-- Task instructions --
Below are several records. Retype exactly those lines running from the one with "of the shrub." through the one with "Target: shrub", end lines included, and no others.

-- Dataset content --
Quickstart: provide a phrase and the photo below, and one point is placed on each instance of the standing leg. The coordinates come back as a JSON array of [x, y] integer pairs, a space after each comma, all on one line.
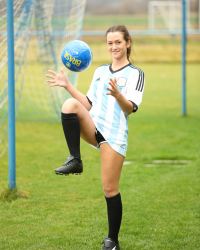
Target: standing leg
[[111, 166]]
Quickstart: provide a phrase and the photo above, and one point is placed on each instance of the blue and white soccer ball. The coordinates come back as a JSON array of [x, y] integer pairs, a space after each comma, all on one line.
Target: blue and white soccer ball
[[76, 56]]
==
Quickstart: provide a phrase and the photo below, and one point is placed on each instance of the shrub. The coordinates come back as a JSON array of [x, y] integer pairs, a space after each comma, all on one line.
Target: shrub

-- Task solution --
Quickstart: provide a phrase and the photo below, and one point is placed on each instance of the shrub. The coordinates come back as a JSON array of [x, y] integer pairs, a space after each comma, all on one line.
Target: shrub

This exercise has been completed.